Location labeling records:

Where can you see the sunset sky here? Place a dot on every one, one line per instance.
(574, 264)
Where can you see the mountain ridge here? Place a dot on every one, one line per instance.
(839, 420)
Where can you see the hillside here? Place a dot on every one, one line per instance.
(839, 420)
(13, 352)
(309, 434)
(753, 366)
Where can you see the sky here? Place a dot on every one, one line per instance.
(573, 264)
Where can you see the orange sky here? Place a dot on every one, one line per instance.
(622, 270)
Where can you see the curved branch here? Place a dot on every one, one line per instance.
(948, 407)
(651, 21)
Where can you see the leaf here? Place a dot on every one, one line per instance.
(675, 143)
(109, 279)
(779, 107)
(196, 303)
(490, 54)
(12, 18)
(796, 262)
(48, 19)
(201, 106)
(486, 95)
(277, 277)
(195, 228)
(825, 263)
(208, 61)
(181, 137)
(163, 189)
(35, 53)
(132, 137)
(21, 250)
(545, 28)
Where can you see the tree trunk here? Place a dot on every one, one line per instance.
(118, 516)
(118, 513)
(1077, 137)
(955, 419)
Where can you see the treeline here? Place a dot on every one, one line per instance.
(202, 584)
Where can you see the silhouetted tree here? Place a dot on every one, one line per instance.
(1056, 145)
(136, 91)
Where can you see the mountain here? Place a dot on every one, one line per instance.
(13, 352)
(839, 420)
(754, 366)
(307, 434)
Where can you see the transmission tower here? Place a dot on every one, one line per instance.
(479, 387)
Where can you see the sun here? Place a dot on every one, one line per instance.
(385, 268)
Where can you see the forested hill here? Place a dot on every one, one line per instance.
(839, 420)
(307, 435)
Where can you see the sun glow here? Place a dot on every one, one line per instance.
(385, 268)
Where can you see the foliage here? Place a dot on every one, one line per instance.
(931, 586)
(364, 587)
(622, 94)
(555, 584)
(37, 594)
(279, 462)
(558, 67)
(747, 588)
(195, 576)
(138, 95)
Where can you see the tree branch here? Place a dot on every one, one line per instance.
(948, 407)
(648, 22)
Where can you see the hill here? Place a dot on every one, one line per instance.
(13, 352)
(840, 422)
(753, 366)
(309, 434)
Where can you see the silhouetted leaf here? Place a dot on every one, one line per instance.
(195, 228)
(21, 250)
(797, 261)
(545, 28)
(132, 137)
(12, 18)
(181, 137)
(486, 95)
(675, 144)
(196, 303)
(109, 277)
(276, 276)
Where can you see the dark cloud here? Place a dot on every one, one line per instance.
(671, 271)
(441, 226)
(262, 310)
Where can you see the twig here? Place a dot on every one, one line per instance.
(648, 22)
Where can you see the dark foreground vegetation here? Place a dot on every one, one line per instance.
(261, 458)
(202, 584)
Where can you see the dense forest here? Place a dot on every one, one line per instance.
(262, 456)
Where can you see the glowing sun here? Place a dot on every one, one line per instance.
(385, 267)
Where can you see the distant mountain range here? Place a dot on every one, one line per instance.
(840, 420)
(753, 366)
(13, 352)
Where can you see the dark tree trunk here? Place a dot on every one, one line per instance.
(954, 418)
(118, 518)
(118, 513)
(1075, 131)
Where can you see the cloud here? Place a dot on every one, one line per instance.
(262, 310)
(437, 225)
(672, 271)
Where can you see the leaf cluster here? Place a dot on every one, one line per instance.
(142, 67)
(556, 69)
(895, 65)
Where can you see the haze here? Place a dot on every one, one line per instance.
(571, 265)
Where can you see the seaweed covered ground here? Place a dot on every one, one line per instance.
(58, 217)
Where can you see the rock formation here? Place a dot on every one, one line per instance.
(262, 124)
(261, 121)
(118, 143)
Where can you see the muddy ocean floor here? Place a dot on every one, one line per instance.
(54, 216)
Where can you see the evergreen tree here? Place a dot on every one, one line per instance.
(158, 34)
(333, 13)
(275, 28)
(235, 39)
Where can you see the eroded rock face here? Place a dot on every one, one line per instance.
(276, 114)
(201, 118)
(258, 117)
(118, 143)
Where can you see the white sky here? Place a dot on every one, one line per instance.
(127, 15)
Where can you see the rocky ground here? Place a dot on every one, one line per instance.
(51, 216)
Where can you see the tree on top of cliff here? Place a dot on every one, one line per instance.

WHAT TO DO: The whole listing above needs to be written out again exactly.

COMPLETED TASK:
Where can you see the sunset sky here? Place a dot on every one, one line per instance.
(574, 264)
Where can you see the mountain ridge here? Place a dot on every one, one line per instance.
(839, 420)
Where can you see the hillside here? Place a dot on every one, one line per instance.
(839, 420)
(13, 352)
(309, 434)
(753, 366)
Where can you see the sky here? Place a dot on every one, one line per instance.
(573, 264)
Where can you see the orange sky here? Place a dot on every one, one line per instance.
(622, 270)
Where can you see the curved branch here? Place a dot on every one, one line per instance.
(948, 407)
(651, 21)
Where can you see the leaf here? Place a dot on every one, one line per instance.
(675, 143)
(109, 279)
(779, 107)
(196, 303)
(490, 54)
(12, 18)
(796, 262)
(48, 19)
(201, 106)
(486, 95)
(277, 277)
(195, 228)
(825, 263)
(208, 61)
(181, 137)
(163, 189)
(35, 53)
(132, 137)
(21, 250)
(545, 28)
Where can you see the tree trunk here? Place a dot on every one, one line per instance.
(118, 516)
(118, 513)
(1077, 137)
(955, 419)
Where can you see the treeline here? Place a dot on every one, one line per instance.
(202, 584)
Where can you see the silhouetted tree here? Place a dot on every one, one line per instance.
(1056, 145)
(136, 91)
Where can you see the mountain here? Place a dot on every one, one line per instance.
(13, 352)
(839, 420)
(754, 366)
(307, 434)
Where can you see the transmission tower here? Place a dot on every one, one line per instance.
(479, 387)
Where can you see the sun here? Place a dot on every one, one line per instance.
(385, 268)
Where can you see the forested hill here? Place a dot on every one, one line per instance.
(839, 420)
(307, 435)
Where can you see the sun glow here? Place a dot on every one, one line per instance.
(385, 268)
Where can you see the foliage here? Place a dot on every one, one line per instance.
(931, 586)
(364, 587)
(622, 94)
(555, 584)
(37, 594)
(279, 462)
(558, 67)
(747, 588)
(195, 576)
(138, 95)
Where can you see the tree branch here? Place a dot on every one, one line per instance.
(948, 407)
(648, 22)
Where can you see the hill here? Place a dot on every one, one line per instance.
(13, 352)
(840, 422)
(753, 366)
(309, 434)
Where can you see the silhouetted leaf here? Place a dot on every one, one line per instance.
(195, 228)
(21, 250)
(797, 261)
(545, 28)
(132, 137)
(12, 18)
(181, 137)
(486, 95)
(675, 144)
(196, 303)
(109, 277)
(276, 276)
Where can you see the dark cloud here? Place a dot on every one, one line per instance.
(671, 271)
(441, 226)
(262, 310)
Where can you see the twig here? Place a dot on every one, one line per instance.
(648, 22)
Where can you see the dark foreground vegetation here? Place a dot on every one, one line per instance.
(261, 458)
(202, 584)
Where can you see the dense forest here? Place a dot on every one, one line per instance.
(262, 456)
Where can you see the glowing sun here? Place a dot on every one, one line per instance.
(385, 267)
Where can you see the distant mountain range here? Place a dot on every one, one line per instance.
(840, 420)
(753, 366)
(13, 352)
Where can you see the dark tree trunk here? Place a dot on every one, one line per instance.
(954, 418)
(118, 518)
(118, 513)
(1075, 131)
Where can you see the cloud here? Place a dot on every one, one line per instance.
(262, 310)
(437, 225)
(672, 271)
Where can you see the leaf cluster here? Place a dot on every one, one line per instance.
(142, 67)
(556, 69)
(895, 65)
Where can you see the haze here? Place a dot on every one, one line per instance.
(571, 265)
Where can you see the seaweed covered ground here? Place a dot on every one, one line per instance.
(58, 217)
Where can you see the rock formation here? Place a dot on every one, one line per instance.
(262, 124)
(261, 121)
(118, 143)
Where can you see the muddy ocean floor here? Place a dot on every one, one line per instance.
(54, 216)
Where can you see the evergreen tree here? Place a dot on every one, one line per instance.
(158, 34)
(333, 13)
(275, 28)
(235, 39)
Where can you see the eroded rock face here? Place a dot on every one, one line per instance.
(276, 114)
(201, 118)
(258, 117)
(118, 143)
Where can you see the white sky here? Place a dot on every one, one line per instance.
(127, 15)
Where can you see the rocky ground here? Place a dot on every one, one line per instance.
(51, 216)
Where can you see the tree on top of cliff here? Place a dot on every one, one line per instance.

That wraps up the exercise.